**The task:** Write out, character for character, the line containing "point: buffalo -- for" and all lines after it up to the end of the listing.

Records from a dataset
▬▬▬

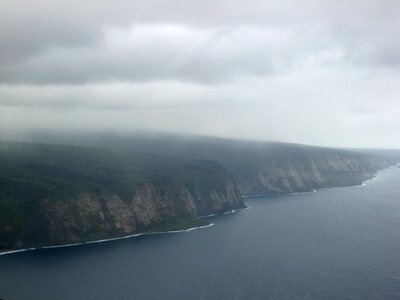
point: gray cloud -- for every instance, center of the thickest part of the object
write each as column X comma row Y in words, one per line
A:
column 319, row 72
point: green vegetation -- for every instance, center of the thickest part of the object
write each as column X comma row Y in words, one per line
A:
column 32, row 176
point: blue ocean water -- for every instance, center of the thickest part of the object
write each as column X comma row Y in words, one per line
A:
column 338, row 243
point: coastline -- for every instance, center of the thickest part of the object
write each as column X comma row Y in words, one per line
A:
column 199, row 217
column 107, row 240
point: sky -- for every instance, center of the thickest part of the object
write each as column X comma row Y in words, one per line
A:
column 313, row 72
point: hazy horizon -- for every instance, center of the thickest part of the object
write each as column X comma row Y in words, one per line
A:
column 321, row 73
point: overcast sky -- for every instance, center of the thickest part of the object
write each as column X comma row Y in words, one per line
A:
column 314, row 72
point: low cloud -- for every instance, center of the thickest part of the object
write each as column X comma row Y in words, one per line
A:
column 318, row 72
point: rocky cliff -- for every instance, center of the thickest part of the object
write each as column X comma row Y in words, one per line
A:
column 49, row 196
column 299, row 174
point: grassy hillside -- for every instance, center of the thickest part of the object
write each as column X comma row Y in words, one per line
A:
column 40, row 182
column 258, row 167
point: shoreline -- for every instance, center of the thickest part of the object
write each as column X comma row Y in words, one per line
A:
column 200, row 217
column 107, row 240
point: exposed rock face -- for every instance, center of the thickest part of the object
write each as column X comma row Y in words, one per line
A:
column 299, row 175
column 93, row 217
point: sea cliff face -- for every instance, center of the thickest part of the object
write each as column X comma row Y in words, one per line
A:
column 306, row 174
column 55, row 195
column 58, row 194
column 90, row 217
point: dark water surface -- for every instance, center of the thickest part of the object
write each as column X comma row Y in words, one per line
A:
column 340, row 243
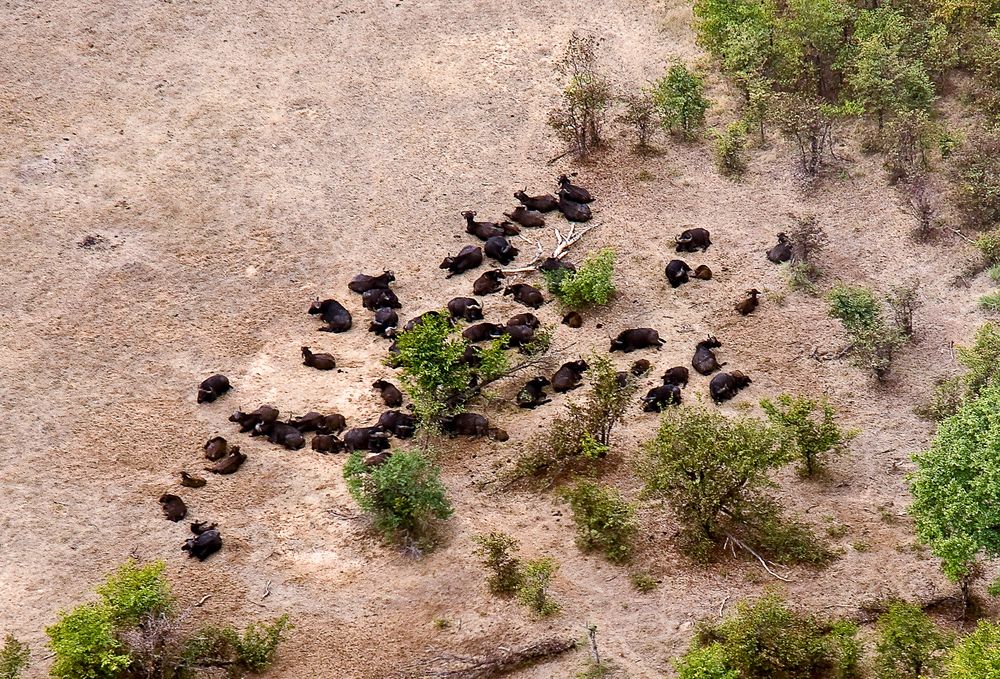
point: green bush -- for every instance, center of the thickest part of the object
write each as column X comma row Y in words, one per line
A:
column 679, row 100
column 85, row 644
column 404, row 495
column 498, row 552
column 712, row 471
column 909, row 644
column 536, row 576
column 434, row 374
column 811, row 435
column 990, row 302
column 705, row 662
column 14, row 658
column 765, row 639
column 591, row 285
column 604, row 520
column 977, row 194
column 977, row 656
column 731, row 150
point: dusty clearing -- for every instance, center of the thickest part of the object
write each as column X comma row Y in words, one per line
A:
column 237, row 162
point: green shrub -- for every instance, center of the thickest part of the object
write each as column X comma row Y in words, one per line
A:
column 498, row 552
column 604, row 520
column 977, row 194
column 765, row 639
column 731, row 150
column 85, row 645
column 582, row 437
column 680, row 101
column 591, row 285
column 908, row 643
column 811, row 435
column 977, row 656
column 403, row 496
column 134, row 592
column 536, row 576
column 14, row 658
column 713, row 472
column 705, row 662
column 990, row 302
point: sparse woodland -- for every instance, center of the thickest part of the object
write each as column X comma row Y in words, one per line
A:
column 719, row 487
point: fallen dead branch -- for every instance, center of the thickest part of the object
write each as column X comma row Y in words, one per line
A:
column 493, row 664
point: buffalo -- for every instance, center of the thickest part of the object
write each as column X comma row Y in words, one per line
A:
column 363, row 282
column 466, row 308
column 528, row 295
column 206, row 542
column 386, row 319
column 401, row 425
column 782, row 252
column 678, row 376
column 692, row 240
column 319, row 361
column 212, row 388
column 677, row 272
column 533, row 393
column 746, row 306
column 704, row 360
column 327, row 443
column 573, row 319
column 500, row 249
column 390, row 394
column 659, row 397
column 724, row 386
column 543, row 203
column 173, row 507
column 635, row 339
column 572, row 191
column 215, row 448
column 230, row 464
column 468, row 258
column 568, row 376
column 333, row 313
column 374, row 439
column 488, row 283
column 573, row 211
column 525, row 217
column 191, row 481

▬▬▬

**The answer:**
point: buffalo -- for every instance, center of the thickest part of the object
write each as column X comma row Y in words, one per line
A:
column 363, row 282
column 466, row 308
column 528, row 295
column 206, row 542
column 386, row 319
column 401, row 425
column 782, row 252
column 678, row 376
column 692, row 240
column 319, row 361
column 212, row 388
column 677, row 272
column 533, row 393
column 746, row 306
column 704, row 360
column 327, row 443
column 573, row 319
column 500, row 249
column 390, row 394
column 659, row 397
column 724, row 386
column 543, row 203
column 173, row 507
column 635, row 339
column 572, row 191
column 215, row 448
column 230, row 464
column 468, row 258
column 568, row 376
column 333, row 313
column 374, row 439
column 488, row 283
column 573, row 211
column 525, row 217
column 191, row 481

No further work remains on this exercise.